*Work instructions*
Output only this range of the data below: the line that contains "Target: man's ear" through the final line, both ends included, each retyped exactly.

[Recorded data]

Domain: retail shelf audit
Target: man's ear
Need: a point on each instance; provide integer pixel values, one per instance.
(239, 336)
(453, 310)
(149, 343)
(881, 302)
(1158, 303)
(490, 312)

*Expected output*
Target: man's ear
Need: a point on each instance; provide integer pixel values, one per instance.
(239, 336)
(453, 310)
(149, 343)
(881, 302)
(1158, 303)
(490, 312)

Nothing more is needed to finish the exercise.